* [Supplied passage]:
One sewer in particular, Tiber Creek, drained into the Potomac River near where the Washington Monument stands today. It was so close to the White House that it was capable of being smelled from the Lawn. As one might imagine, the odor may have wafted through the open windows of the Oval Office, making it difficult to sign executive orders.

As such, President Abraham Lincoln requested an expedition into D.C. and its surrounding areas. He wanted to find an unsullied, hospitable green region to develop his new presidential mansion. His searchers chose what we now know as Rock Creek Park. Needless to say, the new White House was never built, but many took note on the value of the land.

1890 marked the year of Rock Creek Park’s christening under President Benjamin Harrison. It is the third national park established in the U.S. behind only Yellowstone National Park and the Mackinac National Park. The architects of the park wanted to preserve the natural beauty of the land, and they accomplished their task beautifully. Their names were Frederick Law Olmsted Jr. and John Charles Olmsted, sons to the illustrious Frederick Law Olmsted, who is popularly considered to be the father of American landscape architecture.

They had big shoes to fill. Their father molded such modern wonders as Central Park, Elm Park, and the 1893 Chicago World’s Fair. In the Olmsted brothers’ report to the National Park Service, they remarked on the loveliness of the scenery as well as its potential as a place of recreation, oneness with the environment, and healing.

My favorite quote from the report is, "No matter how perfect the scenery of the park may be or may become, no matter how high it’s potential value, that value remains potential except insofar as it is enjoyed by large and ever larger numbers of people, poor and rich alike."

The Olmsted’s vision came true. The park is enjoyed by people of all shapes and colors and bankrolls. Anyone can bicycle from Peirce Mill all the way down to the Lincoln Memorial or hike the 32-plus miles of trails, or golf, or picnic, or ride horses, or play tennis. In warmer temperatures, visitors can meander under Key Bridge to the boat house where one can rent kayaks, canoes, and standup paddle boards. The possibilities that Rock Creek Park holds are about as eclectic as this country’s people.

* [Instruction]:
Carry the Rock Creek Park history forward from its last sentence, writing the next few paragraphs in the same voice.

[Region annotation entries]
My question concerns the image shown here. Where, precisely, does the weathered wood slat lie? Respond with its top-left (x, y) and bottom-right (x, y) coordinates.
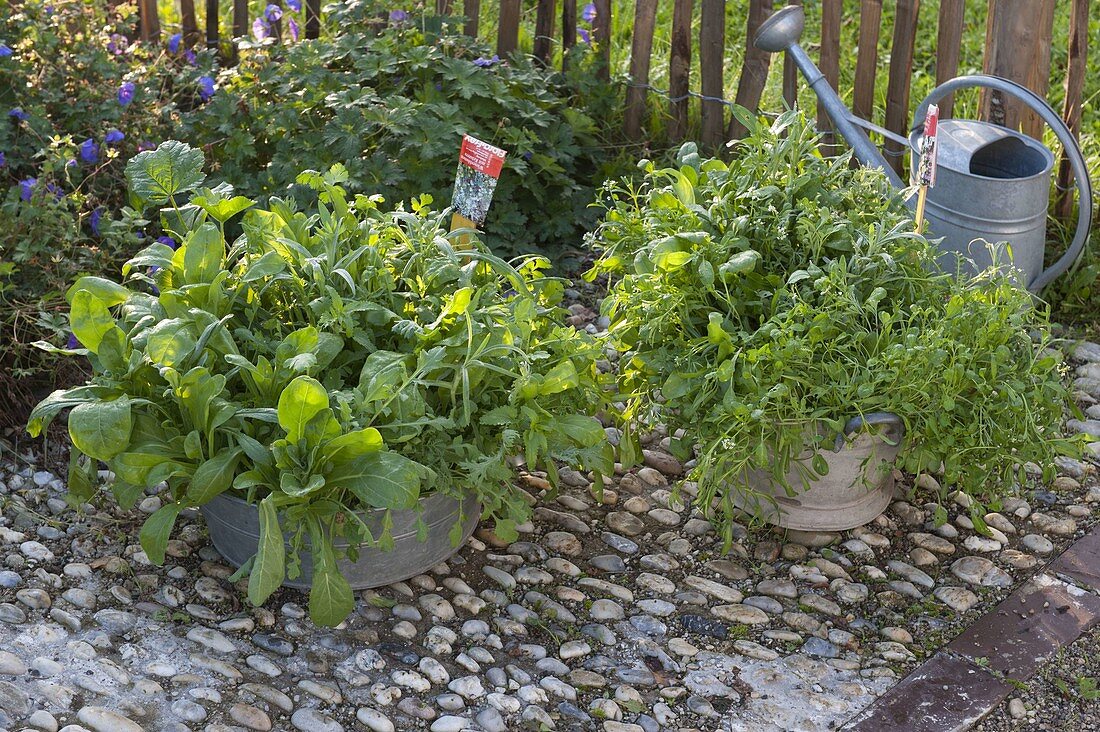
top-left (462, 0), bottom-right (481, 39)
top-left (817, 0), bottom-right (844, 155)
top-left (179, 0), bottom-right (199, 48)
top-left (669, 0), bottom-right (694, 141)
top-left (207, 0), bottom-right (220, 48)
top-left (623, 0), bottom-right (657, 140)
top-left (496, 0), bottom-right (520, 57)
top-left (726, 0), bottom-right (772, 140)
top-left (532, 0), bottom-right (558, 66)
top-left (886, 0), bottom-right (921, 174)
top-left (851, 0), bottom-right (884, 120)
top-left (981, 0), bottom-right (1053, 129)
top-left (699, 0), bottom-right (726, 150)
top-left (936, 0), bottom-right (966, 119)
top-left (783, 0), bottom-right (802, 109)
top-left (1056, 0), bottom-right (1089, 219)
top-left (592, 0), bottom-right (613, 81)
top-left (306, 0), bottom-right (321, 39)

* [Result for this exercise]:
I visited Rock Creek Park to do some more research. I wanted to see all of the amazing things I had been reading about. I walked the trails, visited the horse stables, and learned more of the park’s storied history. There were many people milling about, even in the cold. I decided to speak to some of the visitors to get their take on the park, its significance, and why it is a special place of refuge for so many in the Nation’s capital.

Photo via TrailVoice

I met a nice couple near the Nature Center, named Jim and Roxanne Eckhoff. They often visit the park to get away from the hustle and bustle of the city. They brought their Australian Shepherd, Daisy, with them. I looked on as the dog ran around unencumbered, chasing a ball and devouring treats, rewards for her good behavior.

The Eckhoffs are D.C. residents who have been frequenting the park since the early 2000s. They have seen a lot of interesting things, Jim remarked. Jim told me how the area was usually teeming with dog lovers and families. He said most park goers, both young and old, came out in the spring when it’s warmer.

When asked why he thought the park was special, Jim said it was the versatility it offered. "There is something for everyone here," he said, adding that the park offers the ability to meet people from all walks of life, and "it’s really just a great place to go to relax and chill out."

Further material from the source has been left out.